[TEXTE À LIRE]

---

Réflexion sur la foi et l'engagement religieux, servi par un remarquable dialogue de Jean Giraudoux, le film demeure un des plus marquants réalisés sous l'Occupation ; Bresson y fait appel à des comédiennes aguerries, qui donnent tout son poids au drame (où déjà percent les thèmes de la grâce et de la rédemption qu'il reprendra dans tous ses films), comme Paul Bernard et Maria Casarès font des héros des Dames du bois de Boulogne (1945), dialogué par Cocteau d'après Diderot, des personnages inoubliables. Héritage littéraire, dans le meilleur sens, mise en scène savante : les deux titres restent des repères dans l'histoire du cinéma français.
Six ans plus tard, son adaptation du Journal d'un curé de campagne de Georges Bernanos surprend par son désir de neutralité dans l'interprétation, la voix blanche de Claude Laydu, le prêtre du titre, la volonté de non-dramatisation de la narration. L'écran blanc final montre le chemin visé, l'effacement dans la lumière de la grâce. L'œuvre est austère, puissante, et la critique y reconnaît la marque d'un cinéaste déjà important.

---

(Entrées du jeu de données)
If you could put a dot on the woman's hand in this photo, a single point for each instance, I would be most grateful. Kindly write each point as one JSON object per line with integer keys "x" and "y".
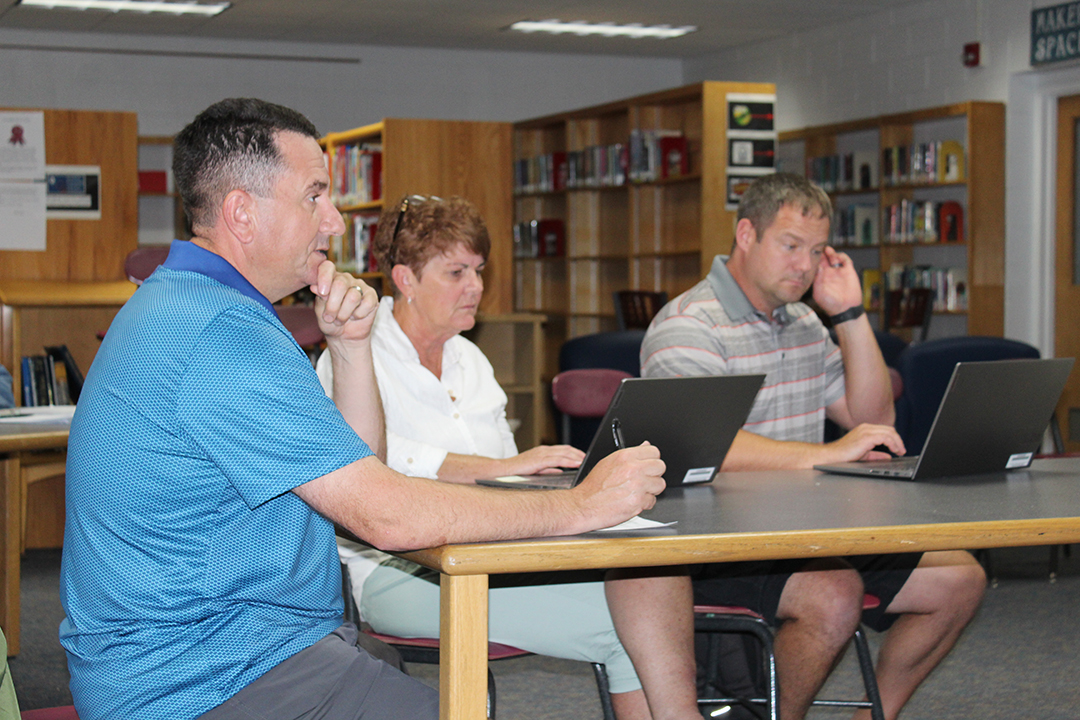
{"x": 543, "y": 459}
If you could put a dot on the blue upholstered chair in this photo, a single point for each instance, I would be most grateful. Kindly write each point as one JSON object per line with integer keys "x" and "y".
{"x": 926, "y": 369}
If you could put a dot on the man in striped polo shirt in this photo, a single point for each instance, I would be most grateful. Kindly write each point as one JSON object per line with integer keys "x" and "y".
{"x": 745, "y": 317}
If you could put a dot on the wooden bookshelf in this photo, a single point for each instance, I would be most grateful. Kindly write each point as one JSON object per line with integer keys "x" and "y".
{"x": 980, "y": 127}
{"x": 513, "y": 342}
{"x": 447, "y": 158}
{"x": 655, "y": 235}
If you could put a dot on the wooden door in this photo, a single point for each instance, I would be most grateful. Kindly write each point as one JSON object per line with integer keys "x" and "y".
{"x": 1067, "y": 265}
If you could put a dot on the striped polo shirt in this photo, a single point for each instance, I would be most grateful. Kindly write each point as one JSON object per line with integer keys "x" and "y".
{"x": 713, "y": 329}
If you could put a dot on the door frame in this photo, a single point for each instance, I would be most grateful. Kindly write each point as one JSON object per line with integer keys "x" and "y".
{"x": 1031, "y": 202}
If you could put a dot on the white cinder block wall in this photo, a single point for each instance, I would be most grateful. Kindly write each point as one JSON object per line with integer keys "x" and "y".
{"x": 907, "y": 58}
{"x": 39, "y": 69}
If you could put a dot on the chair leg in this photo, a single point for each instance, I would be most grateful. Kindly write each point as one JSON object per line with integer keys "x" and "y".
{"x": 869, "y": 677}
{"x": 605, "y": 690}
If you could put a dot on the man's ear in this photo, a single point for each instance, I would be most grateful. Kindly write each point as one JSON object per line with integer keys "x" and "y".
{"x": 745, "y": 234}
{"x": 240, "y": 215}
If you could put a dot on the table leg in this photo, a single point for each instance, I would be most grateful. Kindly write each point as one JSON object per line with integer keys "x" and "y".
{"x": 462, "y": 667}
{"x": 10, "y": 511}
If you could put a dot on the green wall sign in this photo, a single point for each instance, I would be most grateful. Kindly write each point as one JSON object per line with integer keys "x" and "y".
{"x": 1055, "y": 34}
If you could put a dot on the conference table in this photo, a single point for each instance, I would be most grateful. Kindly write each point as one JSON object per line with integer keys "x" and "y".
{"x": 757, "y": 516}
{"x": 17, "y": 435}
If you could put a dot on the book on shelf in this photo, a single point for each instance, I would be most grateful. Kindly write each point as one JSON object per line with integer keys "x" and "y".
{"x": 63, "y": 356}
{"x": 674, "y": 155}
{"x": 950, "y": 221}
{"x": 46, "y": 380}
{"x": 949, "y": 284}
{"x": 922, "y": 221}
{"x": 873, "y": 287}
{"x": 922, "y": 163}
{"x": 855, "y": 225}
{"x": 356, "y": 174}
{"x": 540, "y": 239}
{"x": 351, "y": 252}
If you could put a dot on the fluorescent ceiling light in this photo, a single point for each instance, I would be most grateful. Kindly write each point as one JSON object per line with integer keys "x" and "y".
{"x": 133, "y": 5}
{"x": 607, "y": 29}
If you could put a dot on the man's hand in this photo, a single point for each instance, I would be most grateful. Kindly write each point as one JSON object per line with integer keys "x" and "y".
{"x": 543, "y": 458}
{"x": 836, "y": 286}
{"x": 860, "y": 443}
{"x": 345, "y": 306}
{"x": 621, "y": 486}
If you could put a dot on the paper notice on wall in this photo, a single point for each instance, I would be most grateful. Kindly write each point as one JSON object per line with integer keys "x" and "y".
{"x": 22, "y": 146}
{"x": 22, "y": 216}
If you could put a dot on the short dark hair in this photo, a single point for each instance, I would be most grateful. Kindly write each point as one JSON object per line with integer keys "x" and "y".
{"x": 231, "y": 146}
{"x": 428, "y": 227}
{"x": 766, "y": 195}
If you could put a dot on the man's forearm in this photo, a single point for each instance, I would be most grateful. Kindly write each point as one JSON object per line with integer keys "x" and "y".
{"x": 753, "y": 451}
{"x": 356, "y": 396}
{"x": 868, "y": 389}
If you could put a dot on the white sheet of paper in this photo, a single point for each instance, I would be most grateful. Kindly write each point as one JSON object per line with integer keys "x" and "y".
{"x": 22, "y": 216}
{"x": 23, "y": 146}
{"x": 636, "y": 522}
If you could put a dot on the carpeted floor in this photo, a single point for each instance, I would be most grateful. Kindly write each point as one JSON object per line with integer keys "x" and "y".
{"x": 1017, "y": 660}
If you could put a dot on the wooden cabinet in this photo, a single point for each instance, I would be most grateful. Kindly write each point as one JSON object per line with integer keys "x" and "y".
{"x": 446, "y": 158}
{"x": 977, "y": 257}
{"x": 660, "y": 234}
{"x": 514, "y": 344}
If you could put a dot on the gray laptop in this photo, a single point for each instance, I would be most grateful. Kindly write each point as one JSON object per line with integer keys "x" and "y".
{"x": 991, "y": 419}
{"x": 691, "y": 420}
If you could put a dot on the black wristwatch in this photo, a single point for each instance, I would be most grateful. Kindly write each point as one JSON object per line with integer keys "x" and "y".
{"x": 850, "y": 313}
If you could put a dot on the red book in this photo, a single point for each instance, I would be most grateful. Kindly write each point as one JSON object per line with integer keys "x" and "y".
{"x": 551, "y": 236}
{"x": 675, "y": 160}
{"x": 950, "y": 222}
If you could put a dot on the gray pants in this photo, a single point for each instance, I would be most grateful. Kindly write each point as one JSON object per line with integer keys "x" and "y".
{"x": 333, "y": 679}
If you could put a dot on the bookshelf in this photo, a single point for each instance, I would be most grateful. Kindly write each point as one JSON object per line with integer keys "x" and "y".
{"x": 443, "y": 158}
{"x": 977, "y": 258}
{"x": 513, "y": 342}
{"x": 653, "y": 234}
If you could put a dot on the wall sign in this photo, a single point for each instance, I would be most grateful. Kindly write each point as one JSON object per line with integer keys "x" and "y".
{"x": 1055, "y": 34}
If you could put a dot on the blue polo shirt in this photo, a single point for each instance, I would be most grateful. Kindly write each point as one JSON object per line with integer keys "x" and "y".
{"x": 189, "y": 568}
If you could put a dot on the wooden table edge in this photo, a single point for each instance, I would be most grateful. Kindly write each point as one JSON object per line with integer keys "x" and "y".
{"x": 543, "y": 555}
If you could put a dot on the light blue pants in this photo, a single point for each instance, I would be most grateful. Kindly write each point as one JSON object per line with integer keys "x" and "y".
{"x": 558, "y": 619}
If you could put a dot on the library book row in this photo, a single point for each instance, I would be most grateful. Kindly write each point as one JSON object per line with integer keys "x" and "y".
{"x": 51, "y": 379}
{"x": 921, "y": 163}
{"x": 904, "y": 222}
{"x": 358, "y": 174}
{"x": 540, "y": 239}
{"x": 351, "y": 252}
{"x": 949, "y": 285}
{"x": 649, "y": 155}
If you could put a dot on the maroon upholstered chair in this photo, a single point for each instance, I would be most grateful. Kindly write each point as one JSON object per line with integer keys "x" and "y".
{"x": 584, "y": 393}
{"x": 301, "y": 322}
{"x": 426, "y": 651}
{"x": 143, "y": 261}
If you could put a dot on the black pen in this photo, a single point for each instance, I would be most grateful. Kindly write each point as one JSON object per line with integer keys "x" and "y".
{"x": 617, "y": 433}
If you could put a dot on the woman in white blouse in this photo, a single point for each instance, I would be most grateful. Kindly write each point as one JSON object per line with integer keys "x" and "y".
{"x": 445, "y": 418}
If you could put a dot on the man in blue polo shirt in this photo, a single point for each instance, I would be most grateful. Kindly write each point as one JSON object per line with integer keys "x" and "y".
{"x": 200, "y": 574}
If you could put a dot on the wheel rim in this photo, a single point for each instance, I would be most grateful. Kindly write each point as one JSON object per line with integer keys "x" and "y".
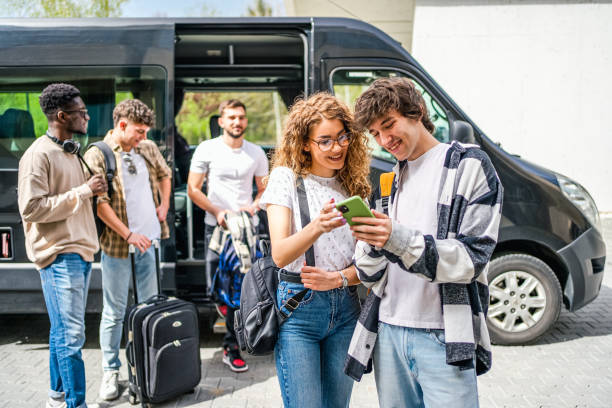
{"x": 517, "y": 301}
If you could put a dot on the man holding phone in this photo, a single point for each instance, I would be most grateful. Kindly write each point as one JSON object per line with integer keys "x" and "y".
{"x": 426, "y": 261}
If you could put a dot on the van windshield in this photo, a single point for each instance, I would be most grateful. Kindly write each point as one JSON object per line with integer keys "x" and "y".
{"x": 348, "y": 84}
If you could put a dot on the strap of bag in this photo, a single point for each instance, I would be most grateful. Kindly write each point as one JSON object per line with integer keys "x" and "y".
{"x": 109, "y": 161}
{"x": 294, "y": 301}
{"x": 304, "y": 216}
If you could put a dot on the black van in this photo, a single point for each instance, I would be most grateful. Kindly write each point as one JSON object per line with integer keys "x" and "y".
{"x": 550, "y": 246}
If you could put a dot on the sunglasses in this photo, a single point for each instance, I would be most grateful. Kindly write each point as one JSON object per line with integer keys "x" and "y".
{"x": 130, "y": 162}
{"x": 326, "y": 145}
{"x": 82, "y": 112}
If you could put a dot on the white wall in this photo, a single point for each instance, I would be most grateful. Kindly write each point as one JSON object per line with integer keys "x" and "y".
{"x": 394, "y": 17}
{"x": 534, "y": 75}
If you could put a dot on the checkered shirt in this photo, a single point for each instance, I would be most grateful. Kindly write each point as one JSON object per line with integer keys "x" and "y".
{"x": 112, "y": 243}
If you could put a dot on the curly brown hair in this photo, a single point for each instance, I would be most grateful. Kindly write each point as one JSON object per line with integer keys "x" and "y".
{"x": 391, "y": 94}
{"x": 305, "y": 114}
{"x": 135, "y": 111}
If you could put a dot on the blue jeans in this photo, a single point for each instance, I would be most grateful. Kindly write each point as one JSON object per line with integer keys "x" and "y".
{"x": 65, "y": 283}
{"x": 116, "y": 278}
{"x": 312, "y": 346}
{"x": 411, "y": 371}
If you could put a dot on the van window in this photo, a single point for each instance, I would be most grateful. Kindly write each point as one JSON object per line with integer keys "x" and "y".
{"x": 348, "y": 84}
{"x": 22, "y": 120}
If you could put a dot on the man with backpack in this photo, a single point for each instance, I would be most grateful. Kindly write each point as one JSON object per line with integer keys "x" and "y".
{"x": 55, "y": 204}
{"x": 229, "y": 164}
{"x": 134, "y": 213}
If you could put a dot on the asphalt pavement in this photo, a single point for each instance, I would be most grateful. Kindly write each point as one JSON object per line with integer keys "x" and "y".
{"x": 570, "y": 366}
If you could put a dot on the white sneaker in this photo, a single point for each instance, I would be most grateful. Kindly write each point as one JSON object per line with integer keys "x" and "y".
{"x": 109, "y": 389}
{"x": 53, "y": 403}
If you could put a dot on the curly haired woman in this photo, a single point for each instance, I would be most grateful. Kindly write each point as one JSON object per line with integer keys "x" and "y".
{"x": 321, "y": 145}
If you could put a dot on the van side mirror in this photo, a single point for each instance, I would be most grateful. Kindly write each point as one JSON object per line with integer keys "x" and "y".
{"x": 462, "y": 132}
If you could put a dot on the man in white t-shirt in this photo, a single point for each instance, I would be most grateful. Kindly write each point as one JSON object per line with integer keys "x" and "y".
{"x": 134, "y": 212}
{"x": 229, "y": 164}
{"x": 426, "y": 262}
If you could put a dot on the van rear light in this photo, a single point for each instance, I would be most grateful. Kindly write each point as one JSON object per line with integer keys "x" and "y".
{"x": 598, "y": 264}
{"x": 6, "y": 243}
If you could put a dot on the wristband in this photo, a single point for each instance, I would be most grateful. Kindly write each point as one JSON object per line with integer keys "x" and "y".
{"x": 344, "y": 279}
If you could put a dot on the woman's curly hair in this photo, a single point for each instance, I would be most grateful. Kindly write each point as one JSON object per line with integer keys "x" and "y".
{"x": 305, "y": 114}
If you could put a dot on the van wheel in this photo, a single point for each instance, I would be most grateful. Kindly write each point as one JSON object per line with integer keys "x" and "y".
{"x": 524, "y": 299}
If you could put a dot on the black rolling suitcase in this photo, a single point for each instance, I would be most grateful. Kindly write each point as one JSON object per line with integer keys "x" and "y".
{"x": 163, "y": 350}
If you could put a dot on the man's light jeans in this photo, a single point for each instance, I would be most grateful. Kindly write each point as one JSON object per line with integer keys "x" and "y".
{"x": 411, "y": 371}
{"x": 65, "y": 283}
{"x": 116, "y": 278}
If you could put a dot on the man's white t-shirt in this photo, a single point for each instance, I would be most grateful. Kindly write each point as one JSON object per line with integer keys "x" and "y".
{"x": 333, "y": 250}
{"x": 229, "y": 172}
{"x": 139, "y": 205}
{"x": 408, "y": 300}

---

[CONSIGNE] Recopiez tout le passage du texte sur les films de Bresson depuis « Réflexion sur la » jusqu'à « du cinéma français. ».

[ZONE DE RÉPONSE]
Réflexion sur la foi et l'engagement religieux, servi par un remarquable dialogue de Jean Giraudoux, le film demeure un des plus marquants réalisés sous l'Occupation ; Bresson y fait appel à des comédiennes aguerries, qui donnent tout son poids au drame (où déjà percent les thèmes de la grâce et de la rédemption qu'il reprendra dans tous ses films), comme Paul Bernard et Maria Casarès font des héros des Dames du bois de Boulogne (1945), dialogué par Cocteau d'après Diderot, des personnages inoubliables. Héritage littéraire, dans le meilleur sens, mise en scène savante : les deux titres restent des repères dans l'histoire du cinéma français.